## DIRECTIONS FOR THIS TASK:
Select each line in the records that contains the string "positive" and copy it out in full.

Stored data entries
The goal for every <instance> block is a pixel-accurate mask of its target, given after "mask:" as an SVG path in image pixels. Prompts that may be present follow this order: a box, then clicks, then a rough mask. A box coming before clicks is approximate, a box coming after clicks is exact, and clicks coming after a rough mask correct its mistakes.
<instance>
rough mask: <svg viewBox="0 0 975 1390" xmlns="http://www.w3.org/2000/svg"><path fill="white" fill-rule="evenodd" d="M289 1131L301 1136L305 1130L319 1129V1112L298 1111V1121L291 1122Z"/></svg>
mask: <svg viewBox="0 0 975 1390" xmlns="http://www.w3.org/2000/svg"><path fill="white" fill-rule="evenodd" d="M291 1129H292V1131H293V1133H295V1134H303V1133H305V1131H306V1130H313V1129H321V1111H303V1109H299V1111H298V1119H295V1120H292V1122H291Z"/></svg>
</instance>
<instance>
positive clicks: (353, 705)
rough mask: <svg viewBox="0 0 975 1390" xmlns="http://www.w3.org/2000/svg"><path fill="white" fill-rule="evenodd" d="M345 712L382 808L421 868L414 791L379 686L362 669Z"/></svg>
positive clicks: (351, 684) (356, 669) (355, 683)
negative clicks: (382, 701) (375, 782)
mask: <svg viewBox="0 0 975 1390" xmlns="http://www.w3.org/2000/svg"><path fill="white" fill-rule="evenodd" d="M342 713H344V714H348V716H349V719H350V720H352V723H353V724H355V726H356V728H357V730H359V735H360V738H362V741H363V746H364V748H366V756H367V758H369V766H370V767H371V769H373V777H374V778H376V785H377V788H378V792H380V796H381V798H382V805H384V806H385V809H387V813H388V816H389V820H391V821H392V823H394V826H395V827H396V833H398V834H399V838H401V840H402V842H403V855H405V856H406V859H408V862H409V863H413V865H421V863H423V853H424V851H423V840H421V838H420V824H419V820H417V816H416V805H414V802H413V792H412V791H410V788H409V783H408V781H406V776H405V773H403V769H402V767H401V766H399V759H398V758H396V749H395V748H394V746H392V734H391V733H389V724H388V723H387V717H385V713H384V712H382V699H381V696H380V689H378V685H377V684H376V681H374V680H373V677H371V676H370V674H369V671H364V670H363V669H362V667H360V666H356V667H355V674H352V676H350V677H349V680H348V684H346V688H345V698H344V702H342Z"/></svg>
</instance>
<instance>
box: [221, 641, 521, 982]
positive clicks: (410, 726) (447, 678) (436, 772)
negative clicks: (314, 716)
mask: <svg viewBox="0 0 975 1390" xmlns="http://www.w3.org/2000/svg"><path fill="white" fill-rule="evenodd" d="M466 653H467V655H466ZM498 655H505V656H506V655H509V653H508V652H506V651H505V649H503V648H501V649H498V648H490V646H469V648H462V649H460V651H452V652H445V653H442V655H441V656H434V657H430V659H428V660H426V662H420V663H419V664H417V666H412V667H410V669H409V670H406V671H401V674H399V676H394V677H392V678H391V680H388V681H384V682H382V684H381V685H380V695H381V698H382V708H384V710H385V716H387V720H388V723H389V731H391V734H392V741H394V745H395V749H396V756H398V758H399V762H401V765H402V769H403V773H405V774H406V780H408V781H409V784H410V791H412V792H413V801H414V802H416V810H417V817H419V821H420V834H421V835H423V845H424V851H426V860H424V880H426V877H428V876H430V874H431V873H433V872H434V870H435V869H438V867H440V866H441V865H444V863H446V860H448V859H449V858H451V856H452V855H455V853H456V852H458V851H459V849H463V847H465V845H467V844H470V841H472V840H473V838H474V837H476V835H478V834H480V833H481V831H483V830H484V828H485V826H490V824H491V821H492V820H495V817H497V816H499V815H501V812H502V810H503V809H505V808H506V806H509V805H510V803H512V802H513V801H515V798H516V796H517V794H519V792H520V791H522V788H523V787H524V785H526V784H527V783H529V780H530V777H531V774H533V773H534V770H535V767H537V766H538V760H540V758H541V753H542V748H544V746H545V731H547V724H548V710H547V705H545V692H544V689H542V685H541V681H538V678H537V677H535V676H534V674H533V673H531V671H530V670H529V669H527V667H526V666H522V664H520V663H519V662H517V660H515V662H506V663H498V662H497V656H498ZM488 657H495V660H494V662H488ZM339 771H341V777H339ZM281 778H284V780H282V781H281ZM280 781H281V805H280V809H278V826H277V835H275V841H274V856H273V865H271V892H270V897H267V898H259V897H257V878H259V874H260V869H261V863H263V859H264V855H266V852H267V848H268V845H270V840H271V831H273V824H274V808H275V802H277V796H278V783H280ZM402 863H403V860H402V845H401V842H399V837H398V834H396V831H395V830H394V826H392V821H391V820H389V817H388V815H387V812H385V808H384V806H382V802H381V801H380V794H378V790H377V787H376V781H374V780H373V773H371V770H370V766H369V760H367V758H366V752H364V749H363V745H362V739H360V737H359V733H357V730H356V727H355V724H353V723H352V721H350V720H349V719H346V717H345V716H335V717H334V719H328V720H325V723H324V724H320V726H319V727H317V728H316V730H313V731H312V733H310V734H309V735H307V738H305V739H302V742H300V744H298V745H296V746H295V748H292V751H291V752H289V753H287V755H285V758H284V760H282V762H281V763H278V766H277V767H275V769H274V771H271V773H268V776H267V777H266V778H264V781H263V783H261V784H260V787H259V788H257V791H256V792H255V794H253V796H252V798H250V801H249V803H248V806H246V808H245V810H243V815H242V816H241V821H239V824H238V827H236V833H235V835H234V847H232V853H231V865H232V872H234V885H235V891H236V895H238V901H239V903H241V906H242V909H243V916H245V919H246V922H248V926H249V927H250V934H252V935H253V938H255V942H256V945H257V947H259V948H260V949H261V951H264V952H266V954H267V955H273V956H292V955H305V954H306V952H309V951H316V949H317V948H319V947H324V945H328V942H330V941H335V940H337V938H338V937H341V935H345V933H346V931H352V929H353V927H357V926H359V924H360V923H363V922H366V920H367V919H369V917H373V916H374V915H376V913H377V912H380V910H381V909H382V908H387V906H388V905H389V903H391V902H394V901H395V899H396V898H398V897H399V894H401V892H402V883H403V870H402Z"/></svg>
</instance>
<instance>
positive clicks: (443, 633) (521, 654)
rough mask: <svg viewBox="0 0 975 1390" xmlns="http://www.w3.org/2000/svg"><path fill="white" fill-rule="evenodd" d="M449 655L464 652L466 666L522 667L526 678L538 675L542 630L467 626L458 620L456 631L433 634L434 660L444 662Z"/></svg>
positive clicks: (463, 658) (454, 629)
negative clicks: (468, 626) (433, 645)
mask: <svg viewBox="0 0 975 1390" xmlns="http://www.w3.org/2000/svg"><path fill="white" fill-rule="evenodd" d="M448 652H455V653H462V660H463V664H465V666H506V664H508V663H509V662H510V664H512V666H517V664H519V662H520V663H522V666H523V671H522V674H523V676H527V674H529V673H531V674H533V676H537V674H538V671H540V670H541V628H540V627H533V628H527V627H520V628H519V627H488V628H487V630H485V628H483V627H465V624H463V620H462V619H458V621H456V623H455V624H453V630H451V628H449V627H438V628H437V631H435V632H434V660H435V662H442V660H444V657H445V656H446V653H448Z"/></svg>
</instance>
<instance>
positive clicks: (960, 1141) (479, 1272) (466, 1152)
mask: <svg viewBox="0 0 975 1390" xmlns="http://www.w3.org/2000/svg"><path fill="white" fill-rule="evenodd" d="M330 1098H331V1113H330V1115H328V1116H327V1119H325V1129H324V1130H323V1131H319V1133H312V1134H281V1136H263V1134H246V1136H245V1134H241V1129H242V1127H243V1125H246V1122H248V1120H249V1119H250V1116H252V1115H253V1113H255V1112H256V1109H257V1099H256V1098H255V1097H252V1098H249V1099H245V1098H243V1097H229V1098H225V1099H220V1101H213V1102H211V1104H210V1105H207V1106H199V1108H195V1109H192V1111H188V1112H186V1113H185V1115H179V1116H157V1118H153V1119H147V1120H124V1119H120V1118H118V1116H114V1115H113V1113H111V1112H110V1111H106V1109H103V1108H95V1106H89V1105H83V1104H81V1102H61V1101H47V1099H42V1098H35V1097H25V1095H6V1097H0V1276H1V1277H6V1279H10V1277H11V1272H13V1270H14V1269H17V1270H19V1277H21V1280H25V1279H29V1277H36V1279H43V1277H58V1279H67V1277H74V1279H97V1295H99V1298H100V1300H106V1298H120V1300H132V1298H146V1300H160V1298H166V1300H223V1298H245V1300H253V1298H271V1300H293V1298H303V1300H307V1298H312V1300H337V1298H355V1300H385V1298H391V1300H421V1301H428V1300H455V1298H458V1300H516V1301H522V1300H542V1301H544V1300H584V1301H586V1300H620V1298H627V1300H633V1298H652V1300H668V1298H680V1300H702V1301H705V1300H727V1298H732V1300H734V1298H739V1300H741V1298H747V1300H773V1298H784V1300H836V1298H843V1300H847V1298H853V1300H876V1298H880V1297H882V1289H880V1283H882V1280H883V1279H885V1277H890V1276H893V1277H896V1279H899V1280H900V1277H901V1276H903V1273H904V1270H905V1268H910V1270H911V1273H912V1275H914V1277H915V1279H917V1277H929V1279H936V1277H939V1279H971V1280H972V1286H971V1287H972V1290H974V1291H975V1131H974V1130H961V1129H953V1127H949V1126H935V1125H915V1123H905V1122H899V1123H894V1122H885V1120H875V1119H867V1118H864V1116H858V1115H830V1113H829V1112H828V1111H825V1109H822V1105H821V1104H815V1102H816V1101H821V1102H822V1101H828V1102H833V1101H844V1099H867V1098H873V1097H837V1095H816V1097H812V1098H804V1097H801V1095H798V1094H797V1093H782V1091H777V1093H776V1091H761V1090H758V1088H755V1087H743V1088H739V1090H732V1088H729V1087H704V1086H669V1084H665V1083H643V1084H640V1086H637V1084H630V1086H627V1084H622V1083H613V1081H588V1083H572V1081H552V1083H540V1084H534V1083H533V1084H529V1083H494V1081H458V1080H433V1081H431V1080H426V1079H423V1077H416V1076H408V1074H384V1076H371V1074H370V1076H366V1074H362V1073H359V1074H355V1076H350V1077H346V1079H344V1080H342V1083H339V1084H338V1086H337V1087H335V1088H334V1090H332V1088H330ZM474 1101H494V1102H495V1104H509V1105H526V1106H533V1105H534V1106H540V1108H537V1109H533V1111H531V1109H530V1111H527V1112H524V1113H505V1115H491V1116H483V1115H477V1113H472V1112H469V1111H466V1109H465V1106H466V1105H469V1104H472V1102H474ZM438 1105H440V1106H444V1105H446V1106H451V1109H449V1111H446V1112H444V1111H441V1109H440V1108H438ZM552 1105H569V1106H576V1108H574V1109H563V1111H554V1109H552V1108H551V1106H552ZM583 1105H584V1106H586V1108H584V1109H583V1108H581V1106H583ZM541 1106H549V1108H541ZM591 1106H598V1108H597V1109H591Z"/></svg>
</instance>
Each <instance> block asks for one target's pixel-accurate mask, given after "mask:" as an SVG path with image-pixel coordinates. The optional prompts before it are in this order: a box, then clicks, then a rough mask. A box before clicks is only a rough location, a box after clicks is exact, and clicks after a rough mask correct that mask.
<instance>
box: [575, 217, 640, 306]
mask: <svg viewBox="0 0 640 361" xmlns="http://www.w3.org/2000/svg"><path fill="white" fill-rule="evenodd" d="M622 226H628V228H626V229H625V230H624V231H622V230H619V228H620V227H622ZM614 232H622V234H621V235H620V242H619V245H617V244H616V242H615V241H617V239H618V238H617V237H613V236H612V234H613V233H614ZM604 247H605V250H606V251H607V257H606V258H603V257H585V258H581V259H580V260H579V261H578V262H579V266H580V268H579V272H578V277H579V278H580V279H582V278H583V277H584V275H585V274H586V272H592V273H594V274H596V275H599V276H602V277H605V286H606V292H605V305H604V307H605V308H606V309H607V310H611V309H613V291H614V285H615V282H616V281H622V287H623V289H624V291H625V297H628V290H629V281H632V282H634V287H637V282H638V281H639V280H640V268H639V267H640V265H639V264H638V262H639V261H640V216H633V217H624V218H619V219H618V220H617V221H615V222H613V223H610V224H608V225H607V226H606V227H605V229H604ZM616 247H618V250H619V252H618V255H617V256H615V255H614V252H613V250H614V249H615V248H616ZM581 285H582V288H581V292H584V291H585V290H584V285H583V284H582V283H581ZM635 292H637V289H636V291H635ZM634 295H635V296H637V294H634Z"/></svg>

## COMPLETED EXERCISE:
positive clicks: (353, 705)
positive clicks: (351, 684) (356, 669) (355, 683)
positive clicks: (410, 726) (447, 678) (436, 772)
positive clicks: (443, 633) (521, 654)
positive clicks: (463, 658) (454, 629)
positive clicks: (960, 1141) (479, 1272) (466, 1152)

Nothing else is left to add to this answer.